We all had one of these growing up. This was fun to build. Chain drive Briggs & Straton
SJJ


----------



## Hornet

SJ,what size tubing did you use.
That's pretty close to what i was mentally imaging for a tube chassis'd fan car,so any spec's on materials you used would be very appreciated.:thumbsup:
Thanks 
Rick


----------



## Boosted-Z71

sidejobjon said:


> We all had one of these growing up. This was fun to build. Chain drive Briggs & Straton
> SJJ


Very cool

Boosted


----------



## smokinHOs

*Brass car..*

I had my eye on thaqt.. wondered who got it. Missed the end of the auction. Wanted the brass handling pan. I kinda collect the old racing stuff..

Cool car. Worked out though- I found a tycopro with a handling pan and recently scored a two engine brass dragster. THAT should be interesting.. LOL

If you sell it, I want it..

-Marc and marcus

Trade you for it???


----------



## sidejobjon

Hornet said:


> SJ,what size tubing did you use.
> That's pretty close to what i was mentally imaging for a tube chassis'd fan car,so any spec's on materials you used would be very appreciated.:thumbsup:
> Thanks
> Rick


Rick,
Piano wire rails are .052. KS brass front end .091 tube. Want to see your fan car when done?
Sorry SJJ


----------



## Hornet

Thanks SJJ.


I'm still kicking around what i want to do for a pick-up shoe system.

What are going to use for your Go-Kart's electrical system.

Now i got this bizarre idea a guy should have a couple go-karts to go with the fan vans,lol.

This place is a bad influence,:wave:
Rick


----------



## sidejobjon

Rick,
Were you get that trader rating? I will also make fan cars as soon as i find the fans, got to stop at a hobby store.
I got inspired, i saw the 1/24 scale go cart.
SJJ


----------



## Marty

smokinHOs said:


> If you sell it, I want it..
> 
> -Marc and marcus
> 
> Trade you for it???


If I had two of them I might consider it. Since it is my only one, I'm going to keep it.

Marty
Marysville, OH


----------



## Hornet

I was gonna ask,what is the Itrader rating,i've never paid any attention to it.

Whatever it is,thanks, i think,lol
Rick


----------



## Boosted-Z71

Hornet said:


> Now i got this bizarre idea a guy should have a couple go-karts to go with the fan vans,lol.
> Rick


Well you have all that new stainless tubing, Might as well make a Kart.

### Data supplied
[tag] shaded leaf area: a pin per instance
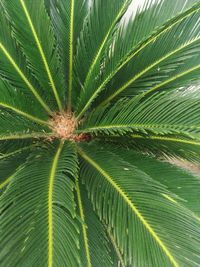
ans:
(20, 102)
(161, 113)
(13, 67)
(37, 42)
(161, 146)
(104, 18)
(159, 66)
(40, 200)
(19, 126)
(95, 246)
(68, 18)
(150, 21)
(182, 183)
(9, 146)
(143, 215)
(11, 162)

### Tasks for this exercise
1. From the forum thread, answer each question:
(a) What size are the piano wire rails?
(b) What did smokinHOs recently score besides a tycopro with a handling pan?
(c) Where is Marty located?
2. Report every line of the entries that contains the word "leaf".

### Per-task outputs
1.
(a) .052
(b) A two engine brass dragster
(c) Marysville, OH

2.
[tag] shaded leaf area: a pin per instance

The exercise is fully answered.